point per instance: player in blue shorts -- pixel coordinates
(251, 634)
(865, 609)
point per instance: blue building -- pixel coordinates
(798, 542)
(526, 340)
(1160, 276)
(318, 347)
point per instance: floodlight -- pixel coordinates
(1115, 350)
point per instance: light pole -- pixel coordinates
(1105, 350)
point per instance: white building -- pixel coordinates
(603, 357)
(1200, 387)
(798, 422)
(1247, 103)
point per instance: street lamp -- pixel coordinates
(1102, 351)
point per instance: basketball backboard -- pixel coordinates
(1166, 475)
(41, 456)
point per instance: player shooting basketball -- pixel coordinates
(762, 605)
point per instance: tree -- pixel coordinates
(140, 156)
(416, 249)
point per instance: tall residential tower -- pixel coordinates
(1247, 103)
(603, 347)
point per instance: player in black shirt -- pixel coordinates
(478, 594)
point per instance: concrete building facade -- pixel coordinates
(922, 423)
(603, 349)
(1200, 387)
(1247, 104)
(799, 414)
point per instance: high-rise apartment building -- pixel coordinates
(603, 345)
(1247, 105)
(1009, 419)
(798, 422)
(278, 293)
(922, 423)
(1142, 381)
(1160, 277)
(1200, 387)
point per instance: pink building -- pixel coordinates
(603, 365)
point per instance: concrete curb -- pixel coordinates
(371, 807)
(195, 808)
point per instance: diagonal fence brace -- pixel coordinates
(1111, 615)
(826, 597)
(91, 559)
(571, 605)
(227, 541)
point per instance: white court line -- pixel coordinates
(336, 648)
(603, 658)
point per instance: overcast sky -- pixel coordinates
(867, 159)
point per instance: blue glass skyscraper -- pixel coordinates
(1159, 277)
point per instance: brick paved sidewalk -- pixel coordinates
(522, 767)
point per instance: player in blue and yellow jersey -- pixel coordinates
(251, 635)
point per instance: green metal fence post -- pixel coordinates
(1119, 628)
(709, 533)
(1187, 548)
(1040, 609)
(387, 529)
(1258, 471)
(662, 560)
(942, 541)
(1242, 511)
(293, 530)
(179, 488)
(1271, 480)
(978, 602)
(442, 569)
-------------------------
WHAT IS BEING ASKED:
Rewrite the data above, changing "concrete curb" to "stone curb" and leaving everything else as it is.

TASK RESPONSE:
point per instance: player in blue shorts -- pixel coordinates
(251, 634)
(865, 609)
point per instance: blue building -- pixel coordinates
(798, 542)
(526, 340)
(1160, 276)
(318, 347)
point per instance: floodlight -- pixel coordinates
(1115, 350)
point per instance: light pole -- pixel coordinates
(1105, 350)
point per instance: white building -- pixel coordinates
(603, 357)
(1200, 387)
(798, 422)
(1247, 103)
point per instance: street lamp -- pixel coordinates
(1102, 351)
point per instance: basketball backboard -- pixel coordinates
(1166, 475)
(41, 456)
point per instance: player shooting basketball -- pixel coordinates
(762, 605)
point per instance: tree -- pixel coordinates
(140, 156)
(416, 249)
point per instance: tall residential tower -- pixel coordinates
(1247, 103)
(603, 347)
point per instance: player in black shirt -- pixel coordinates
(478, 594)
point per instance: concrete building facade -- pixel coordinates
(922, 423)
(603, 349)
(1200, 387)
(1247, 104)
(799, 414)
point per instance: high-rise apartment building -- pixel coordinates
(603, 345)
(1247, 105)
(1009, 419)
(798, 422)
(278, 293)
(922, 423)
(1142, 381)
(1160, 277)
(1200, 387)
point per instance: pink building -- pixel coordinates
(603, 365)
point per instance: stone curb -- pixel coordinates
(371, 807)
(195, 808)
point per instance: diagonal fence brace -- pixel coordinates
(1111, 615)
(826, 597)
(91, 559)
(571, 605)
(227, 541)
point per instance: white court line -- pixel coordinates
(336, 648)
(603, 658)
point per instance: overcast sky -- pixel coordinates
(867, 159)
point per instance: blue glass skyscraper -- pixel coordinates
(1159, 277)
point per instance: brick paved sidewalk -- pixel coordinates
(522, 767)
point per instance: player in blue and yellow jersey -- pixel coordinates
(251, 635)
point per instance: green metal fence post -- pixel coordinates
(1119, 628)
(709, 533)
(1187, 548)
(1040, 609)
(387, 529)
(1258, 471)
(662, 560)
(942, 541)
(1242, 511)
(293, 530)
(179, 488)
(1271, 480)
(978, 602)
(442, 569)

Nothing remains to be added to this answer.